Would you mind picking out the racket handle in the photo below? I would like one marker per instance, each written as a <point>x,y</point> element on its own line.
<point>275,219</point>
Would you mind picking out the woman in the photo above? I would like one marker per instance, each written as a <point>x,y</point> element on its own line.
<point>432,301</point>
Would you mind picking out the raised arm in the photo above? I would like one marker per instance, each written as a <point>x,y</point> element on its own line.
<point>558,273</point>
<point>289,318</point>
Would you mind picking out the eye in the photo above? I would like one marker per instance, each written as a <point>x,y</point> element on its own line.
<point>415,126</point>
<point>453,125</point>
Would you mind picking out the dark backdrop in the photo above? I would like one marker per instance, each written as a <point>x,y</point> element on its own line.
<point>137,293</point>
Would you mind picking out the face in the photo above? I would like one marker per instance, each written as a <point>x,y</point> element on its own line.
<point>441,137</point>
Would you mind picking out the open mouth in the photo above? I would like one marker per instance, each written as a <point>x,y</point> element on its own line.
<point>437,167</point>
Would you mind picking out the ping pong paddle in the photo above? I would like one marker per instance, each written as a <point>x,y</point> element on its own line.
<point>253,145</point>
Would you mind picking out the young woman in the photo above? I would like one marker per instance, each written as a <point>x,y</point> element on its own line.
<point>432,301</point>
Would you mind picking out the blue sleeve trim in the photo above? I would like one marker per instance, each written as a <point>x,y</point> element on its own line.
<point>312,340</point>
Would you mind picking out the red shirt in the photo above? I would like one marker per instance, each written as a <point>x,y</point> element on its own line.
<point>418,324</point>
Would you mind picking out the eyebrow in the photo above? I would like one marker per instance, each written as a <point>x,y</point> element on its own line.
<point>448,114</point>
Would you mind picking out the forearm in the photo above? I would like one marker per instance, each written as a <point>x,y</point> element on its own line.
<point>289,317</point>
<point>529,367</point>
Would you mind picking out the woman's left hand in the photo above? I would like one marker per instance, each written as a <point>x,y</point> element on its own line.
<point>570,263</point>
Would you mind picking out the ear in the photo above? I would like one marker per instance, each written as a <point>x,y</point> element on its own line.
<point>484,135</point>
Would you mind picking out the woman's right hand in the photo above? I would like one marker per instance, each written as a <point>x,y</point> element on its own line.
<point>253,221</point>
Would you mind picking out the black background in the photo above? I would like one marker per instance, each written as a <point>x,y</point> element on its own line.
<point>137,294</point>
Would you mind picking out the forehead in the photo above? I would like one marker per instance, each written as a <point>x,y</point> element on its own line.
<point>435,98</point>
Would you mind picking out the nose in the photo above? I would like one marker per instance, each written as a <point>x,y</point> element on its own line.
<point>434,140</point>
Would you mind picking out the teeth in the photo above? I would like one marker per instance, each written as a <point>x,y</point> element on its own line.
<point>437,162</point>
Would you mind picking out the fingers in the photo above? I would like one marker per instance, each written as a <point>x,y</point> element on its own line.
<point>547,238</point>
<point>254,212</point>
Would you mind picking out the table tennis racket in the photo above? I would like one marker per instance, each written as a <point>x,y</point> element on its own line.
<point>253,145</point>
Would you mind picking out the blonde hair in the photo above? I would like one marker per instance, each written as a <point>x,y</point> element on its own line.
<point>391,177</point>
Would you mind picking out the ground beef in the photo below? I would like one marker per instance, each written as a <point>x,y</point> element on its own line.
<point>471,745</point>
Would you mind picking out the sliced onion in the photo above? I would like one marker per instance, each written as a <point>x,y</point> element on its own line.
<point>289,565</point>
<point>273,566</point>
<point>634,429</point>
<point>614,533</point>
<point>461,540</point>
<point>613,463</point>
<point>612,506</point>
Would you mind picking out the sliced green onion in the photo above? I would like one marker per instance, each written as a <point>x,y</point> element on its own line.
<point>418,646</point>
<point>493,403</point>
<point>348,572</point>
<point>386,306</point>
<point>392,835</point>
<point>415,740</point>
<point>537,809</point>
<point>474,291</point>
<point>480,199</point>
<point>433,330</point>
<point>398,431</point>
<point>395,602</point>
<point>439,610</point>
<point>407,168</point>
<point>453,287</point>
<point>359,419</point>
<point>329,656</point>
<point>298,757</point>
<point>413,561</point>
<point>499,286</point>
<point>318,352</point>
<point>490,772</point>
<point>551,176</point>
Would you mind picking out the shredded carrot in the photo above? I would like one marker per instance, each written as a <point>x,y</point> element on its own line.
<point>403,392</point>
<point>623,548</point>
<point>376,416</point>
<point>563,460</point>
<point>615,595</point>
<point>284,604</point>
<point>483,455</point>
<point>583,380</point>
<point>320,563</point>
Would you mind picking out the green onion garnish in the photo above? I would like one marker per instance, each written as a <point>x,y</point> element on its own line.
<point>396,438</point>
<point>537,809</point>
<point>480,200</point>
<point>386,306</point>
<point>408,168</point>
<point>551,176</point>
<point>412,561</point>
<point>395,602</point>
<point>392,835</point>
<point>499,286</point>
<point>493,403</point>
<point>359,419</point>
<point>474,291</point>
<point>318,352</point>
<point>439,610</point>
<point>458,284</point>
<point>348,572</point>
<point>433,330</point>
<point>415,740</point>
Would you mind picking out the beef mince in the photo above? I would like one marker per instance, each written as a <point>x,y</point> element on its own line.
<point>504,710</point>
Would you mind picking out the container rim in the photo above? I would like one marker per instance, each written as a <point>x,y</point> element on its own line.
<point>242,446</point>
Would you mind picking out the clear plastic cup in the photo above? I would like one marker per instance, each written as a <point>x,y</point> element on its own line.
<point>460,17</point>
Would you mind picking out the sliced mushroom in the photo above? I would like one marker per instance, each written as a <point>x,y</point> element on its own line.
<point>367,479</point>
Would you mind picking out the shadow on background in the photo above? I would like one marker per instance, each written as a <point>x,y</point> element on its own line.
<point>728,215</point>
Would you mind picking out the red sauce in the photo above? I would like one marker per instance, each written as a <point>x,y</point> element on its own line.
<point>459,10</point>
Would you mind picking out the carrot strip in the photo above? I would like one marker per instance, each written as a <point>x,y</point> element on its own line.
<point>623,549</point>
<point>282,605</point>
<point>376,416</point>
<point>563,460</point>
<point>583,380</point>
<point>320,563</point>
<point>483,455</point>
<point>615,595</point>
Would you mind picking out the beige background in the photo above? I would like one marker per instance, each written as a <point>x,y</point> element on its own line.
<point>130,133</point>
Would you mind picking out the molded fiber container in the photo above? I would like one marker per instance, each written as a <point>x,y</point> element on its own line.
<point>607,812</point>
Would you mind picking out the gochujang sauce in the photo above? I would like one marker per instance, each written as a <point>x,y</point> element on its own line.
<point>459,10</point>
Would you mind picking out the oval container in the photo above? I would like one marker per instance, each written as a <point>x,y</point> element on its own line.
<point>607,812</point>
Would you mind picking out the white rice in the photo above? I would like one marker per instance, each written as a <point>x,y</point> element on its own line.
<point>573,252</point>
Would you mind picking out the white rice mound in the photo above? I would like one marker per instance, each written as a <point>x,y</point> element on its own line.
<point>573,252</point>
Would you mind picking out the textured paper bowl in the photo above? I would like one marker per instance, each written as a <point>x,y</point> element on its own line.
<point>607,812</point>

***

Retype the entries shown above. Keep every word exactly as it is.

Would you mind picking out the racket handle in the photo below? I would like one marker per instance, each written as a <point>x,y</point> element on its own line.
<point>275,219</point>
Would you mind picking out the woman in the photo above? I would like one marker per instance, each written as a <point>x,y</point> element on its own line.
<point>432,301</point>
Would you mind picking out the raised arm in the photo above? I would like one marker per instance, each written as a <point>x,y</point> element on its own line.
<point>558,273</point>
<point>289,318</point>
Would you mind picking out the eye in the photo above? I would like one marker per instance, each written as a <point>x,y</point> element on its own line.
<point>415,126</point>
<point>453,125</point>
Would you mind picking out the dark backdrop in the photo above? I would like one marker per instance, each written as a <point>x,y</point> element on its own line.
<point>137,293</point>
Would you mind picking out the face in the photo above? I would like one marker per instance, each written as a <point>x,y</point> element on its own line.
<point>441,137</point>
Would you mind picking out the open mouth in the photo above? I would like one marker per instance, each written as a <point>x,y</point> element on its own line.
<point>437,167</point>
Would you mind picking out the ping pong paddle in the photo above? I would like one marker per instance, each written as a <point>x,y</point> element on its own line.
<point>253,145</point>
Would you mind picking out the young woman in the photo above? I would like one marker per instance, each written as a <point>x,y</point> element on its own line.
<point>432,301</point>
Would you mind picking out the blue sleeve trim in the photo above? I would like one marker per instance, each written as a <point>x,y</point> element on its own line.
<point>312,340</point>
Would you mind picking out the red shirt in the photo above? I would like one marker per instance, each written as a <point>x,y</point> element on its own line.
<point>418,324</point>
Would you mind picking out the eyebrow in the photo above? I would like one marker per instance, each written as a <point>x,y</point> element on its own line.
<point>448,114</point>
Would you mind picking out the forearm in the photo above? I would like one marker per instance, each written as a <point>x,y</point> element on its own line.
<point>289,317</point>
<point>529,367</point>
Would you mind picking out the woman's left hand in the photo above? I would like one marker per instance, each written as a <point>x,y</point> element on its own line.
<point>570,263</point>
Would you mind picking out the ear in the photo above? I would like one marker per instance, each written as a <point>x,y</point> element on its own line.
<point>484,135</point>
Would you mind picking out the woman's right hand in the photo above? I would like one marker per instance, each written as a <point>x,y</point> element on its own line.
<point>253,221</point>
Would you mind picking out the black background in the photo above? I would like one marker per instance, each written as a <point>x,y</point> element on its own line.
<point>137,294</point>
Would you mind picking out the forehead in the photo above? I would like one marker per instance, each written as a <point>x,y</point> element on its own line.
<point>435,98</point>
Would you mind picking out the nose in the photo above? I would like one marker per instance, each written as a <point>x,y</point> element on its own line.
<point>434,140</point>
Would you mind picking out the teeth in the photo above? I would like one marker per instance, each written as a <point>x,y</point> element on its own line.
<point>437,162</point>
Would you mind picking out the fingers in the photo above? I would like one marker per instance, each written as a <point>x,y</point> element on its own line.
<point>547,238</point>
<point>254,212</point>
Would you mind picking out the table tennis racket in the photo above? I would like one marker per instance, each written as a <point>x,y</point> element on its own line.
<point>253,145</point>
Would you mind picking out the blonde hair in the photo above? I would like one marker per instance, each written as a <point>x,y</point> element on its own line.
<point>391,177</point>
Would you mind picking out the ground beef in the photo below? I would like one marker per instance, each written as a <point>x,y</point> element on its own line.
<point>471,745</point>
Would you mind picking out the sliced onion in the photo above? I would like one marker per instance, each written as a <point>x,y</point> element on its own line.
<point>289,565</point>
<point>273,566</point>
<point>634,429</point>
<point>614,533</point>
<point>461,540</point>
<point>613,463</point>
<point>612,506</point>
Would you mind picking out the sliced green onion in the photo above? I would like one marker per instance, each written as a <point>x,y</point> element on its own line.
<point>418,646</point>
<point>493,403</point>
<point>348,572</point>
<point>386,306</point>
<point>392,835</point>
<point>415,740</point>
<point>537,809</point>
<point>474,291</point>
<point>480,199</point>
<point>433,330</point>
<point>398,431</point>
<point>395,602</point>
<point>439,610</point>
<point>407,168</point>
<point>453,287</point>
<point>359,419</point>
<point>329,656</point>
<point>298,757</point>
<point>413,561</point>
<point>499,286</point>
<point>318,352</point>
<point>490,772</point>
<point>551,176</point>
Would you mind picking out the shredded carrot in the photo above? I would like one marker per instance, each written as a <point>x,y</point> element on its own line.
<point>403,392</point>
<point>623,548</point>
<point>376,416</point>
<point>563,460</point>
<point>615,595</point>
<point>284,604</point>
<point>483,455</point>
<point>583,380</point>
<point>320,563</point>
Would you mind picking out the green onion garnish in the photo above? I would like one marker per instance, each written as a <point>x,y</point> element on its own line.
<point>396,438</point>
<point>537,809</point>
<point>480,200</point>
<point>386,306</point>
<point>408,168</point>
<point>551,176</point>
<point>412,561</point>
<point>395,602</point>
<point>392,835</point>
<point>499,286</point>
<point>493,403</point>
<point>359,419</point>
<point>474,291</point>
<point>318,352</point>
<point>439,610</point>
<point>458,284</point>
<point>348,572</point>
<point>433,330</point>
<point>415,740</point>
Would you mind picking out the beef mince in the photo above? I would like one marker per instance, each written as a <point>x,y</point> element on its own line.
<point>504,710</point>
Would you mind picking out the container rim in the photo above? I would like one marker per instance, each written as a <point>x,y</point> element on its own line.
<point>242,446</point>
Would you mind picking out the clear plastic cup in the photo above? I would like one marker per instance, each written as a <point>x,y</point> element on its own line.
<point>460,17</point>
Would you mind picking out the sliced mushroom in the photo above? I would like one marker per instance, each written as a <point>x,y</point> element on its own line.
<point>367,479</point>
Would you mind picking out the shadow on background in the photo above? I would like one marker per instance, each written as a <point>x,y</point> element on its own line.
<point>728,215</point>
Would you mind picking out the red sauce in the photo above? I would like one marker per instance, each written as a <point>x,y</point> element on its own line.
<point>459,10</point>
Would you mind picking out the carrot strip in the photo above? I would like one marker per instance, each written as a <point>x,y</point> element on its own line.
<point>623,549</point>
<point>282,605</point>
<point>376,416</point>
<point>563,460</point>
<point>583,380</point>
<point>320,563</point>
<point>483,455</point>
<point>615,595</point>
Would you mind picking out the beige background in the photo above? I would like one marker per instance, each written as a <point>x,y</point> element on its own line.
<point>130,133</point>
Would you mind picking out the molded fiber container in the photo above? I would like one marker per instance, each written as a <point>x,y</point> element on its own line.
<point>607,812</point>
Would you mind picking out the gochujang sauce in the photo above? I would like one marker per instance, each written as a <point>x,y</point> element on its own line.
<point>459,10</point>
Would you mind picking out the oval container in the photo above? I would like one marker per instance, each written as a <point>x,y</point> element on its own line.
<point>607,812</point>
Would you mind picking out the white rice in the photo above? I would like one marker per instance, each written as a <point>x,y</point> element on its own line.
<point>573,252</point>
Would you mind picking out the white rice mound in the photo above? I would like one marker per instance, each written as a <point>x,y</point> element on its own line.
<point>573,252</point>
Would you mind picking out the textured paper bowl in the photo above? I would like one marker per instance, each written as a <point>x,y</point> element on its own line.
<point>607,812</point>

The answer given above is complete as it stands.